Aim -> Render everything in the items below, from the line containing "the white window" down to the line containing "column 354, row 220", both included, as a Markdown table with the columns Row and Line. Number each line and leave out blank lines.

Records for the exercise ->
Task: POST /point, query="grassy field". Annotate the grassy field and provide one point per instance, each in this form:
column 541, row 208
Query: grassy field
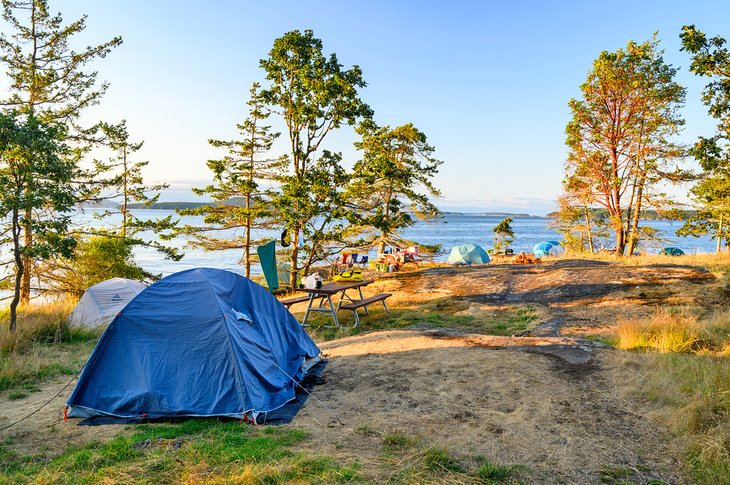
column 43, row 348
column 688, row 377
column 685, row 355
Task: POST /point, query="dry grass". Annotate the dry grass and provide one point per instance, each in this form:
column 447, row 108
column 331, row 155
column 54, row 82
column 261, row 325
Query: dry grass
column 43, row 347
column 690, row 380
column 676, row 331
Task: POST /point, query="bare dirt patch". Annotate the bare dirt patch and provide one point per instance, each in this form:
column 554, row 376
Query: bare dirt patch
column 576, row 296
column 568, row 423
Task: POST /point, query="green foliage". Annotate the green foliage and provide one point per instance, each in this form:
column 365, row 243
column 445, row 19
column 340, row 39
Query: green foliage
column 711, row 58
column 96, row 259
column 124, row 182
column 241, row 200
column 314, row 95
column 191, row 451
column 46, row 75
column 503, row 235
column 393, row 180
column 47, row 80
column 36, row 193
column 619, row 138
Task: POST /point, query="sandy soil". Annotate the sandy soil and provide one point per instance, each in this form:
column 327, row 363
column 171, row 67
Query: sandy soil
column 561, row 407
column 565, row 422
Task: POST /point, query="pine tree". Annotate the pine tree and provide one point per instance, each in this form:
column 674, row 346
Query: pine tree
column 125, row 183
column 35, row 178
column 711, row 58
column 239, row 192
column 48, row 80
column 314, row 95
column 392, row 183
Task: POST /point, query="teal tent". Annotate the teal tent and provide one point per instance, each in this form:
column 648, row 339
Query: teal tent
column 267, row 258
column 548, row 248
column 468, row 254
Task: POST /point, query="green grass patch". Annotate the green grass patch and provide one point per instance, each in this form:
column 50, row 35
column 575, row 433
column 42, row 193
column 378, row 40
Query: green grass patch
column 442, row 313
column 191, row 451
column 44, row 347
column 493, row 473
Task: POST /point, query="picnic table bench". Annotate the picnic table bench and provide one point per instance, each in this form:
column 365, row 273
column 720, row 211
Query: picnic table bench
column 291, row 301
column 354, row 305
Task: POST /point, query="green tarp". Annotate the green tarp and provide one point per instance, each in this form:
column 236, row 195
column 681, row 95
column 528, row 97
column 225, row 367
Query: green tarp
column 267, row 258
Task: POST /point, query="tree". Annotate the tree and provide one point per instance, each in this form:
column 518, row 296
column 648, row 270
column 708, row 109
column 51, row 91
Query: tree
column 503, row 235
column 393, row 181
column 96, row 259
column 619, row 136
column 711, row 58
column 241, row 200
column 47, row 79
column 125, row 183
column 35, row 178
column 314, row 95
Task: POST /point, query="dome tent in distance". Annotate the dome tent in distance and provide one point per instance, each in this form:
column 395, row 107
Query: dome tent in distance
column 202, row 342
column 101, row 302
column 468, row 254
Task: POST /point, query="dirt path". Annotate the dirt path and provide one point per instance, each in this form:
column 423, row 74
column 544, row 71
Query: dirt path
column 563, row 408
column 575, row 297
column 567, row 423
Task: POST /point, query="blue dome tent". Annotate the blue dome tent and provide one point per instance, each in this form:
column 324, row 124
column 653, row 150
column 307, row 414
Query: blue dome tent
column 468, row 254
column 202, row 342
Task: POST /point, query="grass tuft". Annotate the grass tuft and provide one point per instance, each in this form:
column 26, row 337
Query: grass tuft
column 43, row 347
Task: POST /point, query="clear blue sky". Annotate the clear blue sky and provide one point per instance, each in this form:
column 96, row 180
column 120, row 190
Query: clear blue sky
column 488, row 82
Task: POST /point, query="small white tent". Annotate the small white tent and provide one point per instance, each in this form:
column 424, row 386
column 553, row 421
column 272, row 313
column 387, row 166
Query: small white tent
column 101, row 302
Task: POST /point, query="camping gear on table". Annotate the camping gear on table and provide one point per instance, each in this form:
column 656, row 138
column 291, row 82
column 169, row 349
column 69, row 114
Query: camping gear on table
column 314, row 280
column 267, row 258
column 468, row 254
column 353, row 275
column 101, row 302
column 201, row 342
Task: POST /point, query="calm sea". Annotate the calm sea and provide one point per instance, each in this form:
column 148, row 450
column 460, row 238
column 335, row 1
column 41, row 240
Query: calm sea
column 450, row 231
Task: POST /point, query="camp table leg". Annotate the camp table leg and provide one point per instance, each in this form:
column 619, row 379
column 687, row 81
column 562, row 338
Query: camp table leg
column 359, row 289
column 309, row 306
column 334, row 312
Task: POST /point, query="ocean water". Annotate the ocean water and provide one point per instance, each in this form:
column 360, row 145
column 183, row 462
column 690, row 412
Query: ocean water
column 451, row 230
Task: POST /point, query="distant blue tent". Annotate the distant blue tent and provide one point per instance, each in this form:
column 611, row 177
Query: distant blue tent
column 468, row 254
column 202, row 342
column 548, row 248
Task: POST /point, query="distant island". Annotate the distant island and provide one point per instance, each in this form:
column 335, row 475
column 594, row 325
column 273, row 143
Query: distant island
column 195, row 205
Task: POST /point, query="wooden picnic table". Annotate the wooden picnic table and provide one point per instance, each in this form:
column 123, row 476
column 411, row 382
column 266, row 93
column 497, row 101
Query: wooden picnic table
column 326, row 293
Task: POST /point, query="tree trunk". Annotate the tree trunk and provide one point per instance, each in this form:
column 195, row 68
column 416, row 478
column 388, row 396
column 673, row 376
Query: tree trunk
column 634, row 234
column 125, row 211
column 19, row 273
column 718, row 235
column 294, row 257
column 589, row 234
column 27, row 262
column 247, row 243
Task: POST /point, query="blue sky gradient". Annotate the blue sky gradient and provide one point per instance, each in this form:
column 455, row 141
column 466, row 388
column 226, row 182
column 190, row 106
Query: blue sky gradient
column 488, row 82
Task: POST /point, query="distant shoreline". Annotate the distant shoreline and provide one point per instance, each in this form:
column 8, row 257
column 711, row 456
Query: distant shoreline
column 195, row 205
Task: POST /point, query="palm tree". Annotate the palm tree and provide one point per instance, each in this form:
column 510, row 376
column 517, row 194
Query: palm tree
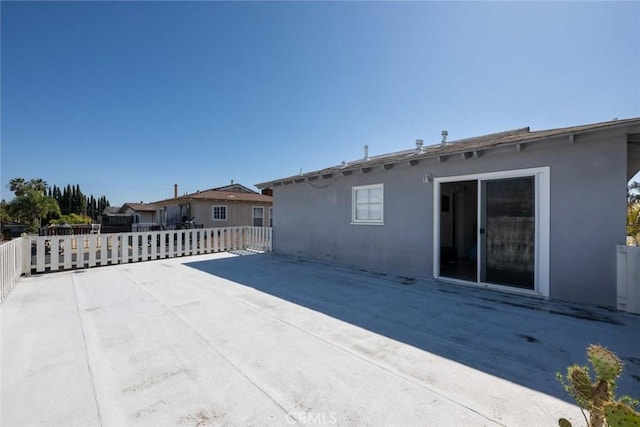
column 18, row 186
column 32, row 206
column 38, row 185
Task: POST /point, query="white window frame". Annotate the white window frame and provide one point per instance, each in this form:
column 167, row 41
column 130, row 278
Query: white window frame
column 213, row 210
column 253, row 217
column 354, row 220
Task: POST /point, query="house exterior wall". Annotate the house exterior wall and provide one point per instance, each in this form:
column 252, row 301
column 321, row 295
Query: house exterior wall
column 146, row 217
column 238, row 213
column 587, row 214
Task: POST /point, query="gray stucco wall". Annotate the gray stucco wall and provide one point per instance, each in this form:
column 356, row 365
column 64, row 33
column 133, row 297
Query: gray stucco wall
column 587, row 202
column 238, row 213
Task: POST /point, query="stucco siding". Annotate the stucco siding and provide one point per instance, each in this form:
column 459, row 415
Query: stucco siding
column 237, row 213
column 587, row 213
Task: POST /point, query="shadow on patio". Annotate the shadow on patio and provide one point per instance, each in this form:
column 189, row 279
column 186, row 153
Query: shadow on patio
column 522, row 340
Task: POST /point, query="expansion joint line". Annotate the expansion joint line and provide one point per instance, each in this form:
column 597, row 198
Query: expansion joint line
column 86, row 351
column 288, row 413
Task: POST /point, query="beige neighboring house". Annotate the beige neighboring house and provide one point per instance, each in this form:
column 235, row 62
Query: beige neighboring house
column 227, row 206
column 141, row 213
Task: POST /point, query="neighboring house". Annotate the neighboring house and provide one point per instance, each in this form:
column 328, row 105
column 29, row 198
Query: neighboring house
column 226, row 206
column 534, row 212
column 130, row 217
column 140, row 213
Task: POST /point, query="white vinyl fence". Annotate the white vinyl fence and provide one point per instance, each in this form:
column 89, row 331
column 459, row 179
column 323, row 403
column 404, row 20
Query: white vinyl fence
column 11, row 264
column 55, row 253
column 628, row 278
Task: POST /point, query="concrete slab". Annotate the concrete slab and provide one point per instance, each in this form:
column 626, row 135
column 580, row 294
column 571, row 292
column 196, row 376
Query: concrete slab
column 245, row 339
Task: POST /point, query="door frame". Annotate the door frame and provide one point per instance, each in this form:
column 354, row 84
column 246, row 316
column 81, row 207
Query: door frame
column 542, row 226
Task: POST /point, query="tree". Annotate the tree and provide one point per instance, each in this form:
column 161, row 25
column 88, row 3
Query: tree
column 633, row 211
column 31, row 206
column 17, row 185
column 38, row 185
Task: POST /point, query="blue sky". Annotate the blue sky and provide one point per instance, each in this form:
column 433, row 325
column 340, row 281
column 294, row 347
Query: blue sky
column 128, row 98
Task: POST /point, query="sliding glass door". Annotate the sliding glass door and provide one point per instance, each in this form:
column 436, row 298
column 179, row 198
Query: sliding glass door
column 507, row 233
column 493, row 228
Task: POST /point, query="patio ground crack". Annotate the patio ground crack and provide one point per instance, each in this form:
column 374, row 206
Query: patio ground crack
column 289, row 413
column 86, row 351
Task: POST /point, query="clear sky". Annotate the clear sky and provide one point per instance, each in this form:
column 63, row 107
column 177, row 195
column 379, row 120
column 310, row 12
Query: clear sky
column 128, row 98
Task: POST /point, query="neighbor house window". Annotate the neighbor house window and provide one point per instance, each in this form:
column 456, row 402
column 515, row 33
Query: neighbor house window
column 258, row 216
column 219, row 213
column 367, row 204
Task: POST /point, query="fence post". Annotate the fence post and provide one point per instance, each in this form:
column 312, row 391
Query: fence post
column 26, row 255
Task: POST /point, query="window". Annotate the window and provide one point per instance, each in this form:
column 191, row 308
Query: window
column 367, row 204
column 219, row 213
column 258, row 216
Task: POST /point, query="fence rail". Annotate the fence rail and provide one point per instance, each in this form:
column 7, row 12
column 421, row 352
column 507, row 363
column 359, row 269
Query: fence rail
column 11, row 265
column 56, row 253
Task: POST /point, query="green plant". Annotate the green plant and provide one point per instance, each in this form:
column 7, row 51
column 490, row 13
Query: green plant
column 598, row 396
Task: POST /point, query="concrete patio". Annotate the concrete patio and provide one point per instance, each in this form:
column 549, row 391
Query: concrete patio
column 246, row 339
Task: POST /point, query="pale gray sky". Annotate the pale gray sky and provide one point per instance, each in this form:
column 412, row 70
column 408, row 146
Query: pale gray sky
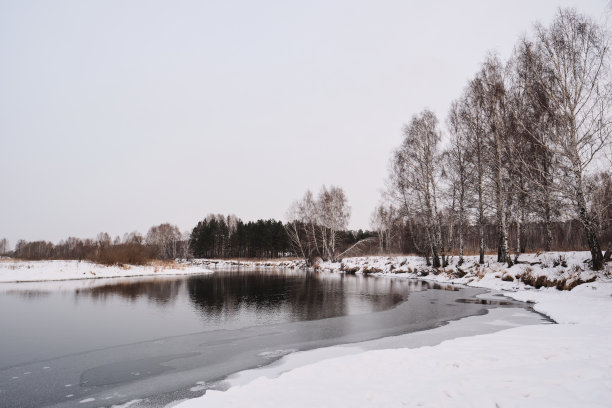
column 117, row 115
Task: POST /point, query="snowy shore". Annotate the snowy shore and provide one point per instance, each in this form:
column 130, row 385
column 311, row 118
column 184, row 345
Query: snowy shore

Full output ->
| Row | Line |
|---|---|
| 1 | Task: POST /point, query="white window frame". Annotate the white window frame and provide one point per instance, each in this form: |
| 2 | column 167, row 41 |
| 3 | column 130, row 278 |
| 4 | Query: white window frame |
| 5 | column 213, row 210 |
| 6 | column 253, row 217 |
| 7 | column 354, row 220 |